A more gentle introduction is in andi's blog

toplev.py only supports counting, that is it cannot tell you where in the program the problem occurred, just what happened. There is now an experimential --sample option to suggest sampling events for specific problems.

Requires an Intel Sandy Bridge, Ivy Bridge, Haswell CPU (Core 2rd, 3rd, 4th generation) On Sandy Bridge E/EP (Xeon E5, Core i7 39xx) only level 1 is supported currently.

It works best on Ivy Bridge currently. By default the simple high level model is used. The detailed model is selected with -d, and the max level specified with -l (max 5, default 2).

[IVB model] (http://halobates.de/ivb-hierarchy.svg) [Simple model] (http://halobates.de/simple-hierarchy.svg)

**COLLECTED DATA**
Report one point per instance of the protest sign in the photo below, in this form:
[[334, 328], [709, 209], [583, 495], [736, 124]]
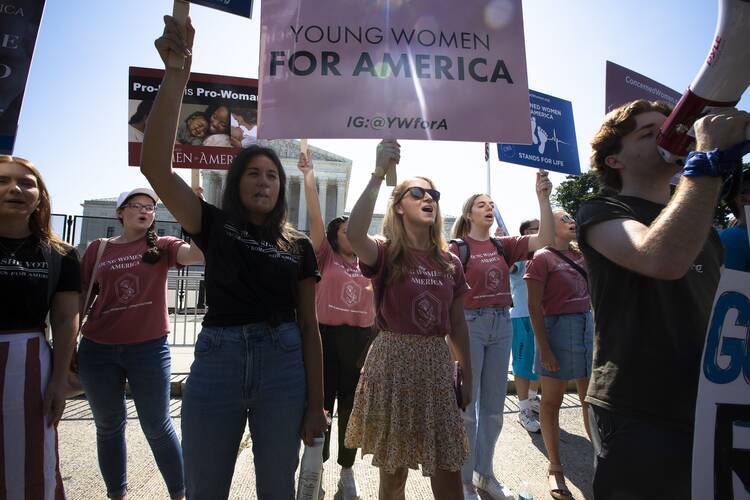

**GOALS**
A – Reproduce the toplev.py text from "Requires an Intel" up to and including "is supported currently.".
B – Summarize the toplev.py text in two sentences.
C – Continue the toplev.py text from where it stops.

**THE RESPONSES**
A –
Requires an Intel Sandy Bridge, Ivy Bridge, Haswell CPU (Core 2rd, 3rd, 4th generation) On Sandy Bridge E/EP (Xeon E5, Core i7 39xx) only level 1 is supported currently.

B – toplev.py only supports counting, so it shows what happened but not where in the program the problem occurred, though an experimental --sample option now suggests sampling events for specific problems. It requires an Intel Sandy Bridge, Ivy Bridge or Haswell CPU, works best on Ivy Bridge, and uses a simple high-level model by default, with -d selecting the detailed model and -l setting the max level (max 5, default 2).

C –
Usage:

./toplev.py [-lX] [-v] [-d] [-o logfile] program
measure program
./toplev.py [-lX] [-v] [-d] [-o logfile] -a sleep X
measure whole system for X seconds
./toplev.py [-lX] [-v] [-d] [-o logfile] -p PID
measure pid PID

Options:

-o set output file
-v print everything
-d use detailed model if available (only Ivy Bridge currently)
-lLEVEL only use events upto max level (max 4)
-x,     Enable CSV mode with separator ,
-Ixxx   Enable interval mode, measure every xxx ms
--kernel Only measure kernel code
--user	Only measure user code

Other perf arguments allowed (see the perf documentation) After -- perf arguments conflicting with toplevel can be used.

Some caveats:

The lower levels of the measurement tree are less reliable than the higher levels. They also rely on counter multi-plexing and cannot use groups, which can cause larger measurement errors with non steady state workloads.

(If you don't understand this terminology; it means measurements in higher levels are less accurate and it works best with programs that primarily do the same thing over and over)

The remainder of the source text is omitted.